> _Source excerpt_:
━━━━━━━━━━━━━━━━
Two cultures by C.P. Snow


I've just finished reading "Two Cultures" by C.P. Snow which is a posit and explanation of his observations about science and engineering on the one hand, and the humanities, art, and literature on the other. To wit: two cultures

Written during the early years of the space race in 1959, Snow observes that the arts and humanities people seem oblivious, ignorant, and befuddled of and by technology. They hardly know it exists, and what they do know is only functional.

The impact of education methodology and objective
In part he attributes this state of affairs to the strategies and goals of education from highschool through the university. In Snow's home country in England -- describing 1959 -- social class informs an educational class and approach. Proper gentlemen simply don't study science and engineering.

He contrasts England's structured (class driven) approach with the looser approach in the U.S. with it's emphasis on critical thinking education, and the emphasis on factual recitation in the Soviet Union (China was not on the chart in 1959)

Even though Snow's writing is four decades in the rear view mirror, it nonetheless has relevance today. One is led to think of Microsoft vs Apple when he speaks of engineering vs art, but Snow is really thinking on a larger canvass.

And, he observes that science and engineering are likewise bifurcated with the pure science scientist unable to understand or communicate with engineers, though less so the other way around.

Project and business impacts
I've got some personal experience with this phenomenon, having worked for an engineering company that prided itself on its ability to develop and manufacture. We all but didn't hire anyone for an engineering job jar but a college educated engineer.
━━━━━━━━━━━━━━━━
> _Actions to take_:
(1) Write out each line of the listing that contains the word "white".
(2) Carry on the piece on C.P. Snow from the point where it stops.
The piece on C.P. Snow and the listing are unrelated.
━━━━━━━━━━━━━━━━
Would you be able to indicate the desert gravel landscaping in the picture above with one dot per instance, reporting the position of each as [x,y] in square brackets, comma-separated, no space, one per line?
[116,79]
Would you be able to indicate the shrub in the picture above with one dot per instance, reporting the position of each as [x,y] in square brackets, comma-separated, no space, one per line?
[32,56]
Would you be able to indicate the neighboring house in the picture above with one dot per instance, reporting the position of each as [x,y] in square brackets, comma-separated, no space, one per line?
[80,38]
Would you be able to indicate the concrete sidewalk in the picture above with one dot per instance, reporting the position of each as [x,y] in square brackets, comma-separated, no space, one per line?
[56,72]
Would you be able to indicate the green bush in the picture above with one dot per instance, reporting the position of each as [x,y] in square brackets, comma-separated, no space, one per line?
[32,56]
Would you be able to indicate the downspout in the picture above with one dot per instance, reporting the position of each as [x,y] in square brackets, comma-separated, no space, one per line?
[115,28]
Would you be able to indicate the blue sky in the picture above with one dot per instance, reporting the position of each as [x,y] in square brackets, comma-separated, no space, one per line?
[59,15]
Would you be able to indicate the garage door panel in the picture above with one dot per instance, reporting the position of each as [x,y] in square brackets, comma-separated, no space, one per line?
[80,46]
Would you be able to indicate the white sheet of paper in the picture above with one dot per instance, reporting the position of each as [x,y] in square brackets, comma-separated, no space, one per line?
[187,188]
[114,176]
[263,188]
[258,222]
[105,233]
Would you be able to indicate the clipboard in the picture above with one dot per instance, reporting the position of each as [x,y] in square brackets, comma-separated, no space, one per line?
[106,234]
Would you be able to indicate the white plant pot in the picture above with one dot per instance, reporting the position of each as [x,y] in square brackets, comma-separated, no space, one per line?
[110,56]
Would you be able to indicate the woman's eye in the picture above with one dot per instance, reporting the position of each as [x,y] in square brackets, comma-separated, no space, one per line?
━━━━━━━━━━━━━━━━
> _Results in order_:
(1)
Would you be able to indicate the white sheet of paper in the picture above with one dot per instance, reporting the position of each as [x,y] in square brackets, comma-separated, no space, one per line?
Would you be able to indicate the white plant pot in the picture above with one dot per instance, reporting the position of each as [x,y] in square brackets, comma-separated, no space, one per line?

(2)
And, we were always befuddled by our inability to win jobs when broad canvas "critical thinking" was what the customer wanted. I always felt it was because we were too stove-piped on engineering... we were in our culture, and any other was pretty foreign.

Now by coincidence comes an essay on exactly that point about having embraced a cross culture environment, only with a different outcome. We learn that Intel, that chip engineering company with exquisite design and development talent, hired an anthropologist to lead their strategic innovation as Director of User Experience; and other social science folks to look at other product trends, utility, and impact.

In fact, the department is over 100 people, mostly doing this:
[as] a skunk works of some 100 social scientists and designers who travel the globe, observing how people use technology in their homes and in public. The team’s findings help inform the company’s product development process, and are also often shared with the laptop makers, automakers and other companies that embed Intel processors in their goods.

OMG! An anthropologist? You can't do that! And, this particular scientist is off the page on other factors common to engineers, like having quite liberal politics. 

Talk about two cultures and the way to bridge them!